BEGIN Extracted data

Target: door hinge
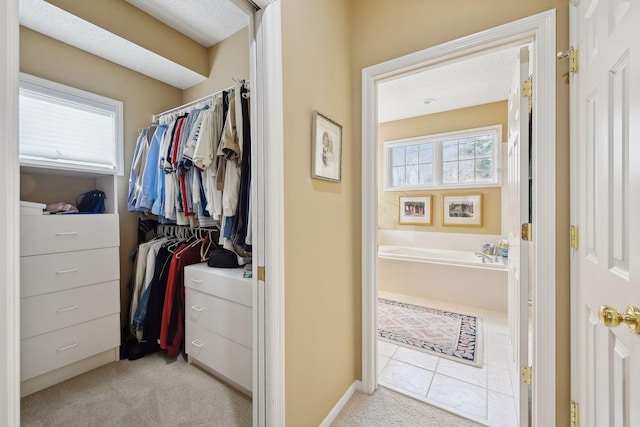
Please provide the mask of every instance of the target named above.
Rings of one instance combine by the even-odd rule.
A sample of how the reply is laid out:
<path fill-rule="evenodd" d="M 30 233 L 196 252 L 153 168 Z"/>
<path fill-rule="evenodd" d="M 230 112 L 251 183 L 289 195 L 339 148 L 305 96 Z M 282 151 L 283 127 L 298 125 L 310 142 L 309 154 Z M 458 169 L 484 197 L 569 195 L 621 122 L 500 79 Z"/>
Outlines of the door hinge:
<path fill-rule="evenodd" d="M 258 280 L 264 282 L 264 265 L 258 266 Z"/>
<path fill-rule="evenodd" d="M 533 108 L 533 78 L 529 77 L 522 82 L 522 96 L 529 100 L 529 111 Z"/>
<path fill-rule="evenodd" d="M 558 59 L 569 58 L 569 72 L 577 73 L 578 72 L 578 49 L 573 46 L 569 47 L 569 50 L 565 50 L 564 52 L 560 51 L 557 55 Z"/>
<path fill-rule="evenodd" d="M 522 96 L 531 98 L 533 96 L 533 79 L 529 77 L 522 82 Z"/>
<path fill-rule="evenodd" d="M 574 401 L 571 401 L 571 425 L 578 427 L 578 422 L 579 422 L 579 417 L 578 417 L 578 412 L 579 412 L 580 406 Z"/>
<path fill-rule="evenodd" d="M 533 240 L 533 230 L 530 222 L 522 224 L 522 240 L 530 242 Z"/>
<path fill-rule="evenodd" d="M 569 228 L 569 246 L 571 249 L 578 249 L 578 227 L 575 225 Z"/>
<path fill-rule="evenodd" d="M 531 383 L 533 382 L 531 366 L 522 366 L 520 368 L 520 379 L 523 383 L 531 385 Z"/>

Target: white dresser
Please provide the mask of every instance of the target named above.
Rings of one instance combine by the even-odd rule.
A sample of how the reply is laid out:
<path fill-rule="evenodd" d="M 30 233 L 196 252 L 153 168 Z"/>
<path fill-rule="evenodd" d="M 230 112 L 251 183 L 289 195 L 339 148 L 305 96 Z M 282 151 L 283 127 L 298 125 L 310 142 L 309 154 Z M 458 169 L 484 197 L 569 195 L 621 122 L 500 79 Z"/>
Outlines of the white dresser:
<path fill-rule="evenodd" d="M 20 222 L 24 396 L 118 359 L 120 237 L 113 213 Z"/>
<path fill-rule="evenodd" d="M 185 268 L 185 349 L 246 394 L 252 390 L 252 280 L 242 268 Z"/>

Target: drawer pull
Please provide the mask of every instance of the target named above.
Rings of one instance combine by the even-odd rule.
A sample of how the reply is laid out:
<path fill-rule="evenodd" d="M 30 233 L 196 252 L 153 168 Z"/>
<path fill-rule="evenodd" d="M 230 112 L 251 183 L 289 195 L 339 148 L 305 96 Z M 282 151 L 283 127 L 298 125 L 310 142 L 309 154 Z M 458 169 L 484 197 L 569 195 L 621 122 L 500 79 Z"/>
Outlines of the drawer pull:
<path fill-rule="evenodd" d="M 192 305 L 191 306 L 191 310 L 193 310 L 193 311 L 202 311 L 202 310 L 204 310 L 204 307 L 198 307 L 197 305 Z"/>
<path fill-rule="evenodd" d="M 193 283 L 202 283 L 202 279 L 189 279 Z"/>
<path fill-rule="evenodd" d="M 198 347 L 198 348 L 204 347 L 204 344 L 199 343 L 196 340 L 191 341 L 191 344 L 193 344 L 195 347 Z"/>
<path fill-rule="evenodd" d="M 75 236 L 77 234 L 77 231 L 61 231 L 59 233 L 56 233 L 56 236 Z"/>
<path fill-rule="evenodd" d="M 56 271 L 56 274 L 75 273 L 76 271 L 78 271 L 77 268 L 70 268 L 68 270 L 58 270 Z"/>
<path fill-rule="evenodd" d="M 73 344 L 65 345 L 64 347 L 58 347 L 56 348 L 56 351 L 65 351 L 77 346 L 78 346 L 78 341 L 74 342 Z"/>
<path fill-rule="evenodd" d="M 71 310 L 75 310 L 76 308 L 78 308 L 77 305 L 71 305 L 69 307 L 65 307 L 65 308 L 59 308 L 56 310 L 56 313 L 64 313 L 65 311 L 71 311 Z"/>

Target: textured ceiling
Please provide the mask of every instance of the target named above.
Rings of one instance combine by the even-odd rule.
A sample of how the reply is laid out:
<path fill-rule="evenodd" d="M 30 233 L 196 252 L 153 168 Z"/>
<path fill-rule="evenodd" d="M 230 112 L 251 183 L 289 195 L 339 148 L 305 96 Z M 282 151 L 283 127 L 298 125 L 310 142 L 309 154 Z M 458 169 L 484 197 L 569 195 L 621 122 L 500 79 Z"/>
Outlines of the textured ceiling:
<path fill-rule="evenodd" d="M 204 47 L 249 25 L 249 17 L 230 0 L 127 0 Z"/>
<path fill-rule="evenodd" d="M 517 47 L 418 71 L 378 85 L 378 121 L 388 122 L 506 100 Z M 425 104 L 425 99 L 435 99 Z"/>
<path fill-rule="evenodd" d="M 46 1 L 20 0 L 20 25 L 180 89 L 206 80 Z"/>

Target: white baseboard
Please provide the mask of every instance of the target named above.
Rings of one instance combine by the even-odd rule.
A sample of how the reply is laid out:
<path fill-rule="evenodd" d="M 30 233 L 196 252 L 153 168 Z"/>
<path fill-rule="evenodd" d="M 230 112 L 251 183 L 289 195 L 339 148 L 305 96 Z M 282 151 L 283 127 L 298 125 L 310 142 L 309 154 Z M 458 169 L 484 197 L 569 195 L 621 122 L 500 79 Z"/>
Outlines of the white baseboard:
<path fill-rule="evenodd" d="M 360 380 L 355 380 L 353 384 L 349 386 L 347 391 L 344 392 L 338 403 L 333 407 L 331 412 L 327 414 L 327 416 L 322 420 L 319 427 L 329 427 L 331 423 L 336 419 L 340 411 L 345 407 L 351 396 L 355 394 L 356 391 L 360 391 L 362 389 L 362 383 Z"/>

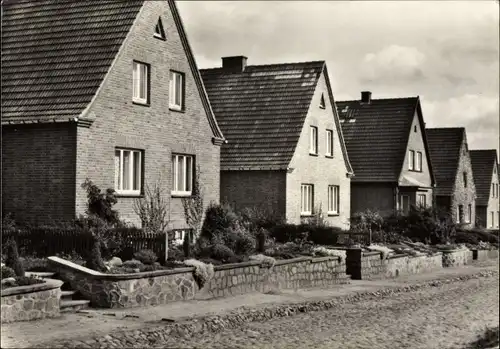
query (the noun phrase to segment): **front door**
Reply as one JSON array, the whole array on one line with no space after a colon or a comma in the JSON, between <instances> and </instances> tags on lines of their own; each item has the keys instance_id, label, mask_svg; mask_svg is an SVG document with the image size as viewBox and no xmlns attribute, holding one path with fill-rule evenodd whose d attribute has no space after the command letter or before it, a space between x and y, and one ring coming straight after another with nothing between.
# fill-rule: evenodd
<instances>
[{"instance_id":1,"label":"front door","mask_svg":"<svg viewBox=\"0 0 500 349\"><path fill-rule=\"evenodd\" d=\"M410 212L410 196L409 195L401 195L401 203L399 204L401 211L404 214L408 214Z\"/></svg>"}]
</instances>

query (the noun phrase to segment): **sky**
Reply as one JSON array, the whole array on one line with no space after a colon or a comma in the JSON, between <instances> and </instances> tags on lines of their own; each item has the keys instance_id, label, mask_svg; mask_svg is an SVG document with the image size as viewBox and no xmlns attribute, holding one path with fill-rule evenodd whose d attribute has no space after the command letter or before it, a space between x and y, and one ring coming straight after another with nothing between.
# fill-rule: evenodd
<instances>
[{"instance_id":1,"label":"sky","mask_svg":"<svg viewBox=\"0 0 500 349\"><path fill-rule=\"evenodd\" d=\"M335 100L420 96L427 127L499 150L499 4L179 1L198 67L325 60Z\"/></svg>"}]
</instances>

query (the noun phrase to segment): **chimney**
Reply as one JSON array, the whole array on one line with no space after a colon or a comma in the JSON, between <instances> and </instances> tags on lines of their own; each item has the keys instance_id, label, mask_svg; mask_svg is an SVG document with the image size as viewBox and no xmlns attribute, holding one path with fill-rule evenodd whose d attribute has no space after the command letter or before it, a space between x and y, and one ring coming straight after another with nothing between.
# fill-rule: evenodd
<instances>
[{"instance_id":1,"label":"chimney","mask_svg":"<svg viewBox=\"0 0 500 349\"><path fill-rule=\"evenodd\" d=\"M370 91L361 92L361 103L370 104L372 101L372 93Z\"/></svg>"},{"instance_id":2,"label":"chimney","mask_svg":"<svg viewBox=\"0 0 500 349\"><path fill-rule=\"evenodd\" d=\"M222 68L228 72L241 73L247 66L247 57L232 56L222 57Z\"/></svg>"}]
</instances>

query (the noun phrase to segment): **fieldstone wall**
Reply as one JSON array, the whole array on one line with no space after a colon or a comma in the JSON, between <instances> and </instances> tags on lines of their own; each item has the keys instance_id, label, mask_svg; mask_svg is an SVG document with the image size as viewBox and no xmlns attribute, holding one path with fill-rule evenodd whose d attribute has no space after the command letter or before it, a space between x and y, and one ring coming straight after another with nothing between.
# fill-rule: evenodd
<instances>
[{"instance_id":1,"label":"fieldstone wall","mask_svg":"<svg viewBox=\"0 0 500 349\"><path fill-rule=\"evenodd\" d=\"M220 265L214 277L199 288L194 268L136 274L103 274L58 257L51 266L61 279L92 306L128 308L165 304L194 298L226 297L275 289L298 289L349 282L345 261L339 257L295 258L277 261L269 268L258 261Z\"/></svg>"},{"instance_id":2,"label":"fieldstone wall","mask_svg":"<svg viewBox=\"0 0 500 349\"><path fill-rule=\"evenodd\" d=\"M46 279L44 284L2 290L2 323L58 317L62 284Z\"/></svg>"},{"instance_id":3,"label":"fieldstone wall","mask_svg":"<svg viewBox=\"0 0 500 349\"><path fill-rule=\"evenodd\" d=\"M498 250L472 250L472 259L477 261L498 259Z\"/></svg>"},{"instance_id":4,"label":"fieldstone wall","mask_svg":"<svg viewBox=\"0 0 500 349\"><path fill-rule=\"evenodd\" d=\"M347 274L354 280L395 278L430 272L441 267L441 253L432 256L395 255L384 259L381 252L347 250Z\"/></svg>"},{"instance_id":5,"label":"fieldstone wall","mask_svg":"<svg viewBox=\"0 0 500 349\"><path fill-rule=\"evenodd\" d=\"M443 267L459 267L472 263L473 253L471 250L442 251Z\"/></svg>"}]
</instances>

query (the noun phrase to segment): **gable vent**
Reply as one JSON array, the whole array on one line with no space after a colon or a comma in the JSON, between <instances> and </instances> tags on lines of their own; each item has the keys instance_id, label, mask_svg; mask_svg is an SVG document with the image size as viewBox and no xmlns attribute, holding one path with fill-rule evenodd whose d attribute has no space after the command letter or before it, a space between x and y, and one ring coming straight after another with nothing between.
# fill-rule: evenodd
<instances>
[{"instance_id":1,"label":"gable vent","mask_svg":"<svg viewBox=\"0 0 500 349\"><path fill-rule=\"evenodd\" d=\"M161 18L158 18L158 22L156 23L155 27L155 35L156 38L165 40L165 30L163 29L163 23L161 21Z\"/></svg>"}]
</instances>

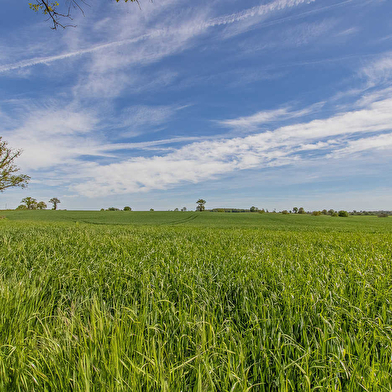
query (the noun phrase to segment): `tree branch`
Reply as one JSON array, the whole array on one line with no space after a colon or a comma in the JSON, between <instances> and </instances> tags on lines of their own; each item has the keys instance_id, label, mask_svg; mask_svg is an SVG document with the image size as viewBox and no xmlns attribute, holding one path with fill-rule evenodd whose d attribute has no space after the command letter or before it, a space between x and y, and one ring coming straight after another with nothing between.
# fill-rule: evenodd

END Extracted data
BEGIN Extracted data

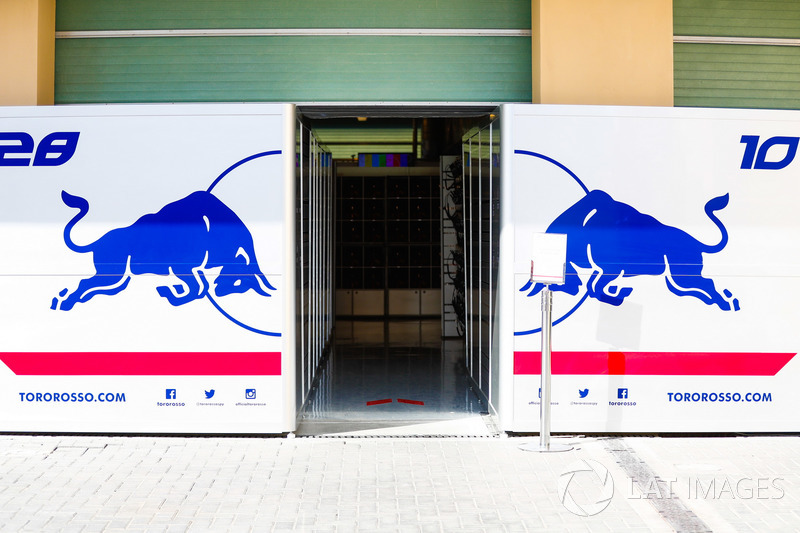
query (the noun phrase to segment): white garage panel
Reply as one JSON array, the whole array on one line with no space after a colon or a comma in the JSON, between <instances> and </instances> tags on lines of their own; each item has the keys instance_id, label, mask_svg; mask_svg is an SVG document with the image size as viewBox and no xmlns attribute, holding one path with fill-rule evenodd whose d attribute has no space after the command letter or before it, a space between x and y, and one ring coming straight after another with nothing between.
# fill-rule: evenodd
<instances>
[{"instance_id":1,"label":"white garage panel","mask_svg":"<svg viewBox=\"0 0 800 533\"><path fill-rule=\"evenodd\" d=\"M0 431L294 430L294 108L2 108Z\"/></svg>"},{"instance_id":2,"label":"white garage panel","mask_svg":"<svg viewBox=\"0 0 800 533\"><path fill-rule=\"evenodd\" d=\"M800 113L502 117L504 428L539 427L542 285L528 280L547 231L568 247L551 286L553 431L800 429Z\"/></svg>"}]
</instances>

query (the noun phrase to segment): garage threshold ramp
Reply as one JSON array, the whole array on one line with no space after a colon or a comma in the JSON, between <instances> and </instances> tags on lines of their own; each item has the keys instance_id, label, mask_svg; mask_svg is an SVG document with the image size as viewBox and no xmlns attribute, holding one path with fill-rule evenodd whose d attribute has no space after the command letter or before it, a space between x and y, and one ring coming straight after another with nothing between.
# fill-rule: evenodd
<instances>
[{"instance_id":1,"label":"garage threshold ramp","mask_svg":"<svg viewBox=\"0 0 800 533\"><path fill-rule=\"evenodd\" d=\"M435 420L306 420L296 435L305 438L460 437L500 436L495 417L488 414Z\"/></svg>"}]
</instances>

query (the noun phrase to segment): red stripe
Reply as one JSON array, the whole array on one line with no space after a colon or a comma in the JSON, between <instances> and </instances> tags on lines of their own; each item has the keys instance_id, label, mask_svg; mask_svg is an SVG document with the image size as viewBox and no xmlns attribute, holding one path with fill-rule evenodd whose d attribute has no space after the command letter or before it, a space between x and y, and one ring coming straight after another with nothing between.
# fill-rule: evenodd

END Extracted data

— Work instruction —
Would you please copy every line in the data that contains the word "noun"?

— Your response —
query (the noun phrase to segment): **front door**
query (the noun phrase to segment): **sky**
query (the noun phrase to segment): **chimney**
query (the noun phrase to segment): **fieldstone wall**
query (the noun phrase to segment): **gable vent**
query (the noun phrase to segment): `tree branch`
query (the noun phrase to segment): white garage panel
query (the noun phrase to segment): garage threshold ramp
query (the noun phrase to segment): red stripe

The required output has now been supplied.